When talking with unmotivated tutees, tutors might ask some of these questions:
1. Where are they motivated and what’s different about this class?
Note: The very things that motivate tutors in a tutoring situation (for example, enthusiasm about Spanish or biology) often fail to motivate the tutees, and vice versa; motivation or lack of it is often why tutors are tutoring and tutees need help in a given course. Also, tutees may be motivated differently in different classes and in different parts of their lives. Tutors must help each tutee identify and work tutee’s own motivation.
2. What’s turning them off and why? The class? The professor? The subject? College?
3. What is their preferred learning style and what are their frustrations with the way this course is taught?
4. Where have they done well, overcome obstacles, etc.? What qualities from these experiences can they use in this situation?
5. When and how do they reward themselves in this situation?
Note: 1) Rewards must avoid targeting100% success because then any small, early failure puts the reward out of reach and eliminates the motivation. 2) Rewards must be given only after goal is met, never before. 3) Rewards must target specific behavior or achievement, not time or intention.
6. Are there external factors like illness/disability, drug and alcohol concerns, personal issues getting in the way?
7. Are there personality factors such as passivity, procrastination, perfectionism, external locus of control which impair their performance?
Note: Tutors should help tutees foresee outcomes/consequences, take control, make choices, set goals.

_Study material_
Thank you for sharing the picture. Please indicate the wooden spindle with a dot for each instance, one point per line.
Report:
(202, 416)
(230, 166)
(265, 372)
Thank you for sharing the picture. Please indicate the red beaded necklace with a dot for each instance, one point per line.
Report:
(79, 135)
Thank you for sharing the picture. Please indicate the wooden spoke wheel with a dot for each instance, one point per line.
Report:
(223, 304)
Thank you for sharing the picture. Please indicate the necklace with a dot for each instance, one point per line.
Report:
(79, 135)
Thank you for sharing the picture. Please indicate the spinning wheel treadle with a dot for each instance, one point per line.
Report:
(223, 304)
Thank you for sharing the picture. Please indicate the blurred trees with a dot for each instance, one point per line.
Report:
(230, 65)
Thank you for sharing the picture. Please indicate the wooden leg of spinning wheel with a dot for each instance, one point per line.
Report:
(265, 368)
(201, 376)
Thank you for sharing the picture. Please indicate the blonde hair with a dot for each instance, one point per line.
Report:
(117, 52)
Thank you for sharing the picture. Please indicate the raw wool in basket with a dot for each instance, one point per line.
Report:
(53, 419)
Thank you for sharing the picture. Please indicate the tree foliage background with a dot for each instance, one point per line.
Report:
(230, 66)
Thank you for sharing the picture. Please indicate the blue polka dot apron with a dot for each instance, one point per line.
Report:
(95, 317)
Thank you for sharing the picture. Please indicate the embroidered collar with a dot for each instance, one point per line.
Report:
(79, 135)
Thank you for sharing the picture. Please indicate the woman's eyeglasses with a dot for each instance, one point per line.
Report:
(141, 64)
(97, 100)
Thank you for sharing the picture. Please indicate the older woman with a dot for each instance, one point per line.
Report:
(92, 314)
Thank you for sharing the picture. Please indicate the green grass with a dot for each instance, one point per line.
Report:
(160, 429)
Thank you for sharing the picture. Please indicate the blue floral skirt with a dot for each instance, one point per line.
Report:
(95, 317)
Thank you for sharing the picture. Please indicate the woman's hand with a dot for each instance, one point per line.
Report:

_Directions_
1/ In the passage on unmotivated tutees, when must rewards be given?
2/ Pick up the passage on unmotivated tutees after its final note and keep writing it.

_Written answers_
1/ Only after the goal is met, never before.

2/
8. What would their ideal tutor do? What do they want more of and less of from you? Which do they want--your respect, caring, holding accountable, knowledge, inspiration, sociability, some of these, all of these?
9. How did a favorite parent, coach, teacher motivate them and how can they use this to motivate themselves?
10. Who’s the most motivated person they know and what can they learn from them?
Top Ten Tips for Working with Motivation (Copyright 2002, George Washington University)
Here are some behavior changes/skills for tutors to work on with unmotivated tutees:
1. Develop realistic expectations for yourself; set your own goals. Develop a positive attitude toward learning and earning your degree.
2. List your motivators for achieving your academic goals: extrinsic (grades, parents’ praise, etc.); intrinsic (mastery of material, desire to learn) and other personal reasons.
3. Make a commitment as to when you will work on an assignment. Be specific about when you want to complete it and put the date for starting it on your calendar where you will see it daily.
4. Break down big assignments into smaller parts and work on the assignment a little at a time. Set dates for completing each part.
5. If you need a jump start on assignments, complete small, easier tasks first in order to build your confidence.
6. Ask for help if you don’t understand an assignment. Obtaining clarification from a professor or tutor may put you back on the right track and decrease frustration.
7. Find ways to relate class material and assignments to your life or future career.
8. Find ways to deal with distracting personal problems that are making it difficult for you to focus on academics.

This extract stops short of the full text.